Could you pick up the piece on geographical literacy in the Renaissance right after its final sentence and carry it forward?
--- Begin Passage given ---
Saturday, 6 June 2020

Geographical Literacy in the Renaissance

Despite historians having long ago debunked this narrative, it is still widely believed that European education between the late Middle Ages and the early Modern Age was dominated by an obscurantist and anti-scientific Catholic Church. Even today, when writing about the relationship between science and faith, scholars feel the need to state that it was not necessarily conflictual.

One of the areas where this prejudice remains strongest is geography. And yet, if we look at what was taught about the world and its shape between the Renaissance and the early modern age (roughly between the 15th and 17th centuries), we see that the schools of this period were at the forefront of geographical literacy, especially the schools of religious orders, such as the Jesuits.

The most influential treatise on cosmography in this period was John Holywood’s Tractatus de Sphaera, probably written at the beginning of the 13th century. Among its central teachings we find the sphericity of the Earth and the Universe, and concepts such as the equator, the tropics and polar circles, constellations, and planets. Based on this Tractatus, other cosmographic texts were made for Renaissance schools, such as the brief La Sfera, by the Florentine humanists Leonardo and Gregorio Dati (early 15th century), and especially the important commentary written by the German Jesuit Cristoph Clavius (mid-16th century).
--- End Passage given ---
--- Begin Provided records ---
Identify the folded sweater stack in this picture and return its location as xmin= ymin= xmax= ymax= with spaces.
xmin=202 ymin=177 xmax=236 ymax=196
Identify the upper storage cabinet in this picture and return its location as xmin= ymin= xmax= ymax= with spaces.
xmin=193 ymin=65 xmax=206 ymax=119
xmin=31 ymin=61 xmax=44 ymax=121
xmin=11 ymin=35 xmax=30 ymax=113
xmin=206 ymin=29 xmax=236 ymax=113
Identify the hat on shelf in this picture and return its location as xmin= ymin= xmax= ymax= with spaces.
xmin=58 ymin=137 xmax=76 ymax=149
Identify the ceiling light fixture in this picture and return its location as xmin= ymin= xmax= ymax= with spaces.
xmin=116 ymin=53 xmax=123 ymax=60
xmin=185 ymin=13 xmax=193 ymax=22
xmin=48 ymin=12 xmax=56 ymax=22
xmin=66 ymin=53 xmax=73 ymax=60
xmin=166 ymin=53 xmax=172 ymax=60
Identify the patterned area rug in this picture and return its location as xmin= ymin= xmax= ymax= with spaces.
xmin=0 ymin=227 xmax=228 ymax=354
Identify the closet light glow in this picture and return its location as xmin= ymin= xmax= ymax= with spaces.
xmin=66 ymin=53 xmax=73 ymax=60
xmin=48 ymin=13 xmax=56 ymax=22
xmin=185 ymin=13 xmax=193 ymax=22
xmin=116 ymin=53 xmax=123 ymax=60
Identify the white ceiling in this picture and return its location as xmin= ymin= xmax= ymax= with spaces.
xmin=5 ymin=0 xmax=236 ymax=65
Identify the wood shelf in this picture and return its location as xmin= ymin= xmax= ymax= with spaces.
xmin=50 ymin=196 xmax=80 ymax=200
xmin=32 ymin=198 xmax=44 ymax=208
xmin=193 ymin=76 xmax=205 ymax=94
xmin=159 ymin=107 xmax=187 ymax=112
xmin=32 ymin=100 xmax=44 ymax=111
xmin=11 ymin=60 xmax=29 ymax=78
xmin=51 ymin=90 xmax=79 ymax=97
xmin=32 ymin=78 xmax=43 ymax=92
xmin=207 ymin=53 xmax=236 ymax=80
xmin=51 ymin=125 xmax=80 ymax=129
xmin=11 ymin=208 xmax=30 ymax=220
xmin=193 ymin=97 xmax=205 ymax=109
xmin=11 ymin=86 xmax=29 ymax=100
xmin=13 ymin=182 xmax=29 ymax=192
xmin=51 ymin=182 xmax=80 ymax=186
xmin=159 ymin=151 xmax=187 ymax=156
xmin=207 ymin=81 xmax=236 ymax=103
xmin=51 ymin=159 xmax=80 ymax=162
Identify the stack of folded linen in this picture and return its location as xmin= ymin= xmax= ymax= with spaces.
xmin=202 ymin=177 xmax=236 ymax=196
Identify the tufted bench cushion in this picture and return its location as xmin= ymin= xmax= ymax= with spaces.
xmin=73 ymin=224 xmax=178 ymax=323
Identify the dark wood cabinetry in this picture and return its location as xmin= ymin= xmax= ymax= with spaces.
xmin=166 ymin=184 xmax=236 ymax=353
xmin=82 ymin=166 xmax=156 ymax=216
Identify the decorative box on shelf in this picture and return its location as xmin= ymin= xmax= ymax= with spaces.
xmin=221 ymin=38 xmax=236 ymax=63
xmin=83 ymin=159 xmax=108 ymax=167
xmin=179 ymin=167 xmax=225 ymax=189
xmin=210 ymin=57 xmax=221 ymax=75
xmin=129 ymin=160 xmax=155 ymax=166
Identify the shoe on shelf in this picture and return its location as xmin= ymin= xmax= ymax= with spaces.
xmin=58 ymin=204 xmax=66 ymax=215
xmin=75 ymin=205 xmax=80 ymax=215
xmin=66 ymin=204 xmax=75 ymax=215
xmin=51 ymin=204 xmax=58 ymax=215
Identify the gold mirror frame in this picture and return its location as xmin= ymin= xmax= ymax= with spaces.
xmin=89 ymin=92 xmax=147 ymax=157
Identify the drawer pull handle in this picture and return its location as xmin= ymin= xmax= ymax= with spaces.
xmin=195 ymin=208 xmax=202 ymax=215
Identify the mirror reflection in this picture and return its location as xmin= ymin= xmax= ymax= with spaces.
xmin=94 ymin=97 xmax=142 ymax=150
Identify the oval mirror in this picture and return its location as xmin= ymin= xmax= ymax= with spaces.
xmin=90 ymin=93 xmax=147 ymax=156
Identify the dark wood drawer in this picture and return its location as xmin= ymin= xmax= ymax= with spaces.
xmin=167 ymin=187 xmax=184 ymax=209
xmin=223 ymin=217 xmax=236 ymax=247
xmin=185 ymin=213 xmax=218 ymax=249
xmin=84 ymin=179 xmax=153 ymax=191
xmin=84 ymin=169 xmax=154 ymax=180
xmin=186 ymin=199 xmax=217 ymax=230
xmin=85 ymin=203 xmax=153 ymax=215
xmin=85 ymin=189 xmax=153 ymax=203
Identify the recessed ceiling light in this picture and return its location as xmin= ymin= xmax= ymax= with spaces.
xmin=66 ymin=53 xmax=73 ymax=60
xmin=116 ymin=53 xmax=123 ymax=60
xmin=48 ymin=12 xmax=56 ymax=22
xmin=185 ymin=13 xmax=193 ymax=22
--- End Provided records ---
--- Begin Provided records ---
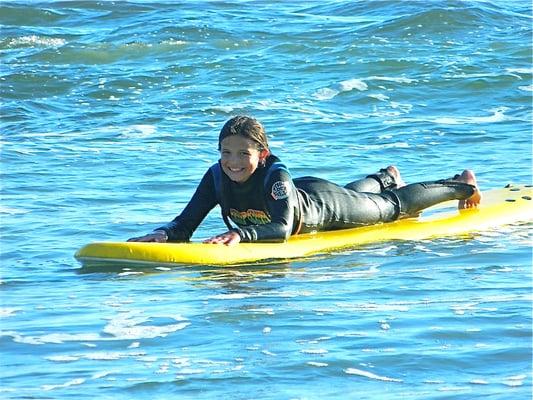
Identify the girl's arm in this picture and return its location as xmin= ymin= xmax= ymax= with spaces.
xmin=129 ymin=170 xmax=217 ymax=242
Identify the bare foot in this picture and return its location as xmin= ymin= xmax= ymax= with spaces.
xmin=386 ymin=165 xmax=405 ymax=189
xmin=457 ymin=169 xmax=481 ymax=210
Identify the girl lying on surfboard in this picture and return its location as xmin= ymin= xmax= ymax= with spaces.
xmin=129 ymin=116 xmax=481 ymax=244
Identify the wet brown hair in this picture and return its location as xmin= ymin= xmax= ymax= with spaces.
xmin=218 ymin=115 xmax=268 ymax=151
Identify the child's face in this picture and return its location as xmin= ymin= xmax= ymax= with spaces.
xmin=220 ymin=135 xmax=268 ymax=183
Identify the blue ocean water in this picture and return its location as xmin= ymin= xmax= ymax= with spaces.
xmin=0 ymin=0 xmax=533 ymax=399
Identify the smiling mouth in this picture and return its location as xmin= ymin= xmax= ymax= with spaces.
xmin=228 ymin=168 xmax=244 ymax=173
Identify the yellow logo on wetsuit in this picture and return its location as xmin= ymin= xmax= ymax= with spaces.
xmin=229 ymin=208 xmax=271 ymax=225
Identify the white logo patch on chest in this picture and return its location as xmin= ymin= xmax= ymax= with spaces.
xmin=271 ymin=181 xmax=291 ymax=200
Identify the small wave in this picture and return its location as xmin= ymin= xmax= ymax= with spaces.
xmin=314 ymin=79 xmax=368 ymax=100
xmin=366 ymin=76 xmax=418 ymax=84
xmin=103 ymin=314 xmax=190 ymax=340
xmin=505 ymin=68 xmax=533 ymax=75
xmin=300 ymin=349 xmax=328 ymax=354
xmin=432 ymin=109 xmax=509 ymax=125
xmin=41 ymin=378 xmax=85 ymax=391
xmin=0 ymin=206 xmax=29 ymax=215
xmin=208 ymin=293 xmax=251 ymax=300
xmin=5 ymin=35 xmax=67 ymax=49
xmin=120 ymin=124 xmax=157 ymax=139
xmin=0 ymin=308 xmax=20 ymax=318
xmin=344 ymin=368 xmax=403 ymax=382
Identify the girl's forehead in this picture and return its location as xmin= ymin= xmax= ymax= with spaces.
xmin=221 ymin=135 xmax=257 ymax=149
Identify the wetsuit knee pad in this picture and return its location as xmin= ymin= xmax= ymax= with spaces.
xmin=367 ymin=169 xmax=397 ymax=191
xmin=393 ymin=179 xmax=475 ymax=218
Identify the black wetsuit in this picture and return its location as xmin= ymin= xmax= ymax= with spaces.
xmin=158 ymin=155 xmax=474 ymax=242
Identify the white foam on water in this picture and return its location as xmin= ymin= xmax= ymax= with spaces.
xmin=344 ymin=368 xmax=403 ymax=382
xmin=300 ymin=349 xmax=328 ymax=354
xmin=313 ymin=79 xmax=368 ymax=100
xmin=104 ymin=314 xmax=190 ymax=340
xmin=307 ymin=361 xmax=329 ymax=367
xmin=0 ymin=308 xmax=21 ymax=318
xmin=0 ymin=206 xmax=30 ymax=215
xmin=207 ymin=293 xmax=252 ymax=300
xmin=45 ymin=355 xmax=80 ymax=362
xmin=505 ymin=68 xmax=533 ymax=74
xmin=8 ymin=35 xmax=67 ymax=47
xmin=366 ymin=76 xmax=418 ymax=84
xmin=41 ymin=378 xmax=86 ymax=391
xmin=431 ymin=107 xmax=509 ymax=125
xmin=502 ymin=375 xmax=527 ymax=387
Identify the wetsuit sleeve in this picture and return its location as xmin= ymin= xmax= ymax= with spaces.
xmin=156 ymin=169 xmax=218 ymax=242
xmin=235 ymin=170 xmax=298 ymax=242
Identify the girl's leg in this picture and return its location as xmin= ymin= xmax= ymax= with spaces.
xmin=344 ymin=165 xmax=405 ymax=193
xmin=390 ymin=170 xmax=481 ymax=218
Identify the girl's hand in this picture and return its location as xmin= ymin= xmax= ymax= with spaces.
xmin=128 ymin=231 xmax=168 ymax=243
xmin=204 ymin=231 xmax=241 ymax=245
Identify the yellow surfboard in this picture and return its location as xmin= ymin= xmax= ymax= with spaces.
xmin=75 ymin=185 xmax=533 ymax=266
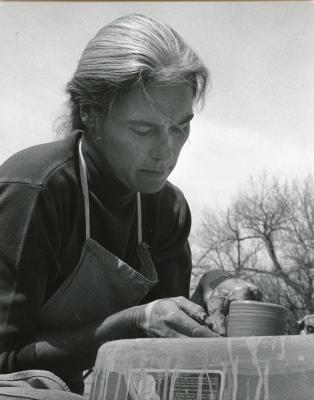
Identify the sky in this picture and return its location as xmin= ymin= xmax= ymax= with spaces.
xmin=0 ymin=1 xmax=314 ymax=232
--- End Provided records ---
--- Begin Provided records ---
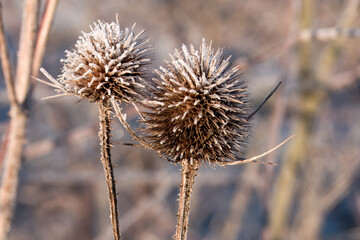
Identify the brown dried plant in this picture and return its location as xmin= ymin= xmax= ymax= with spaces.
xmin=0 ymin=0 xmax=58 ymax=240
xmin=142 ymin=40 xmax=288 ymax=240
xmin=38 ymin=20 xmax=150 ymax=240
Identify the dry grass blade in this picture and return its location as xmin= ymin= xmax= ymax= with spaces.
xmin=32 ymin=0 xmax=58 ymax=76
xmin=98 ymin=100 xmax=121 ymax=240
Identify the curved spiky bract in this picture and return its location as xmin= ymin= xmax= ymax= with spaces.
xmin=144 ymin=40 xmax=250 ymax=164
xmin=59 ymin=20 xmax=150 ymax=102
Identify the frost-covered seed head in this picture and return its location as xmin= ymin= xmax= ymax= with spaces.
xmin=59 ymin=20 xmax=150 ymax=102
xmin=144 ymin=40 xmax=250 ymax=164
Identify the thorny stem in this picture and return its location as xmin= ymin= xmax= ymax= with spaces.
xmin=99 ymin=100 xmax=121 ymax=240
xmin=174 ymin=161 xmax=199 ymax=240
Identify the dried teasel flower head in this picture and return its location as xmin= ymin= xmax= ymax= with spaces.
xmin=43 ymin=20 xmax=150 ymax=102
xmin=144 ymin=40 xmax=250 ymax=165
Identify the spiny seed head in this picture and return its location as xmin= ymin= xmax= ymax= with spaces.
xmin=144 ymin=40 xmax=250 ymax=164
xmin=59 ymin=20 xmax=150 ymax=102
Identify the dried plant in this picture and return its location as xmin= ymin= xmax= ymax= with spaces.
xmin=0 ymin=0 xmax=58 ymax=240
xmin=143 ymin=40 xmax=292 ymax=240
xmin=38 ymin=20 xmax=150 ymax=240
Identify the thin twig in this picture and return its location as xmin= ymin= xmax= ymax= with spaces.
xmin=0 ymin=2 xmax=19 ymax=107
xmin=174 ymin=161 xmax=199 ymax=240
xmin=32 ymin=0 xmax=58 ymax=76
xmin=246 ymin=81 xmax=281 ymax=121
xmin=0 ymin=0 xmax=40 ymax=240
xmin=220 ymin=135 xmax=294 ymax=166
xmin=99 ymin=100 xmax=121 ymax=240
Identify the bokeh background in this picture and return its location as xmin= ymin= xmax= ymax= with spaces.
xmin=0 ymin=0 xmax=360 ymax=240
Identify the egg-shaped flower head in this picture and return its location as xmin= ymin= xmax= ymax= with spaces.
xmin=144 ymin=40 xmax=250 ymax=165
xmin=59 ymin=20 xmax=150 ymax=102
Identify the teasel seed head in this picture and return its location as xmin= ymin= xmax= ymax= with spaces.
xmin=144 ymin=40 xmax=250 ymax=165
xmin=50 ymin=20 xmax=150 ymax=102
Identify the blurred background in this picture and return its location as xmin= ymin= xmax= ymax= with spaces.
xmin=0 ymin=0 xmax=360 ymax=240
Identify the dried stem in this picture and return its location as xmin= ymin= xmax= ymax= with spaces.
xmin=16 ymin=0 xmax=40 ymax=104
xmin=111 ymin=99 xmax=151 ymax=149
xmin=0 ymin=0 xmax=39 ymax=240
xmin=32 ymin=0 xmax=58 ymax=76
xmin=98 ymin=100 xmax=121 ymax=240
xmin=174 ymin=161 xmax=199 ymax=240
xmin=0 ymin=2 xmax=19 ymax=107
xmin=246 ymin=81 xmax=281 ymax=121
--- End Provided records ---
Reply to the task:
Clavius’ character summarizes all the entanglements and relevance of early modern geographical teaching. He had studied at the University of Coimbra, in Portugal, the leading country in the world’s oceanic exploration. He later became professor of maths at the Roman College, contributing decisively to the most important rule for at least three centuries to come, the Jesuit Ratio Studiorum (1599). Thanks to him, cosmographical books would reach every Jesuit college library, even in the most remote villages of continental Europe, introducing students to the new geographical discoveries and emancipating the discipline from the previous Aristotelian-Ptolemaic conceptual framework.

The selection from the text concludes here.